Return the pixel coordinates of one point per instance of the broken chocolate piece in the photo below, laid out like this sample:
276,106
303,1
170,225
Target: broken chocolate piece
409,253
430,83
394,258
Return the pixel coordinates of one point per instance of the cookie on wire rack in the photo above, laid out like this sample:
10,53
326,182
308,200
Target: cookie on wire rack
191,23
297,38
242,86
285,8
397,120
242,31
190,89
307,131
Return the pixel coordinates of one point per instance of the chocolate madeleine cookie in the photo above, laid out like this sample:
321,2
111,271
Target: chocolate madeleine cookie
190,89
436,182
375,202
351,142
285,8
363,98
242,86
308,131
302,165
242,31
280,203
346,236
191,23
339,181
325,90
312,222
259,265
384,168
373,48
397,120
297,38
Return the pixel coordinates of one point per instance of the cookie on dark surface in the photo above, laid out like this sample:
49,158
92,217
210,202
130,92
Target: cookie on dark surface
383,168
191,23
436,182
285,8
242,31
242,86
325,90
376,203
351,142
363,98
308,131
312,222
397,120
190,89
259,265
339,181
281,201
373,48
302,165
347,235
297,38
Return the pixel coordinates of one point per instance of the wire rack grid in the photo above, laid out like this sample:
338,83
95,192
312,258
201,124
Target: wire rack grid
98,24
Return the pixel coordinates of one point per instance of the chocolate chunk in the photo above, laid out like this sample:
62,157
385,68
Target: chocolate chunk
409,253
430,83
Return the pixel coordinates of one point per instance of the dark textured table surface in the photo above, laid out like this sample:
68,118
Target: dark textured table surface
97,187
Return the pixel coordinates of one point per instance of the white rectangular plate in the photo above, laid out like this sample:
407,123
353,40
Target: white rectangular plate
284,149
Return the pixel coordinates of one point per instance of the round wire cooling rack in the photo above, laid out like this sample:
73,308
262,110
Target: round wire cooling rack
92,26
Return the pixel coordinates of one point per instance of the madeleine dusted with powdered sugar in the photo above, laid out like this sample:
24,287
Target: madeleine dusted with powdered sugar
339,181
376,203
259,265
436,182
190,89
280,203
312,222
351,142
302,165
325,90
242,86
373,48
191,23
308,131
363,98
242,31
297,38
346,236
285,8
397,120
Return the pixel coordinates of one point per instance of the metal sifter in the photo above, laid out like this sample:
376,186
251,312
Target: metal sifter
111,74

⁂

## The request
Reproduce all of the records above word for word, keeping every line and number unchanged.

## Exercise response
Return the pixel coordinates of one point per instance of the broken chocolate piece in the photo below, laid out like this sample:
276,106
303,1
170,225
Target: broken chocolate piece
409,253
430,83
394,258
Return the pixel coordinates of one point per instance of the cookie on wire rack in the photo above, laid out like this sample:
10,53
326,182
308,200
Target: cookie on wire rack
191,23
297,38
242,86
285,8
397,120
242,31
190,89
307,131
Return the pixel coordinates of one point per instance of the chocolate madeleine cookie in the photo above, laid out like this sample:
321,2
111,271
Target: chocolate madeleine cookie
190,89
436,182
375,202
351,142
285,8
363,98
242,86
308,131
302,165
242,31
280,203
346,236
191,23
339,181
325,90
312,222
259,265
384,168
373,48
397,120
297,38
Return the pixel coordinates of one point per instance of the cookie on dark surface in the photo above, laid out like this sample:
49,158
92,217
210,202
130,92
Target: cookie on dark surface
383,168
191,23
436,182
285,8
242,31
242,86
325,90
376,203
351,142
363,98
308,131
312,222
397,120
190,89
259,265
339,181
281,201
373,48
302,165
347,235
297,38
Return the pixel coordinates of one point per instance of the wire rack grid in the photo above, laid out like this sample:
338,83
95,192
312,258
201,124
Target: wire rack grid
98,24
Return the pixel coordinates of one point per instance of the chocolate chunk in the photo above, laid out like this sample:
62,157
385,68
Target: chocolate chunk
409,253
430,83
Return the pixel coordinates of one point per instance of the dark textured table surface in the photo above, laid out like this sample:
68,118
Target: dark textured table surface
97,187
Return the pixel coordinates of one point per instance of the white rectangular plate in the photo above, laid out like this sample:
407,123
353,40
Target: white rectangular plate
284,149
Return the pixel coordinates of one point per instance of the round wire cooling rack in the photo above, laid out like this sample:
73,308
262,110
Target: round wire cooling rack
92,26
Return the pixel coordinates of one point per instance of the madeleine dusted with powdered sugar in the photo above, laid out like this sample:
24,287
Target: madeleine dusted with powdered sugar
339,181
376,203
259,265
436,182
190,89
280,203
312,222
351,142
302,165
325,90
242,86
373,48
191,23
308,131
363,98
242,31
297,38
346,236
285,8
397,120
Return the pixel coordinates of one point per instance of the metal sifter in the photo above, laid out like this sample:
376,186
251,312
Target: metal sifter
111,74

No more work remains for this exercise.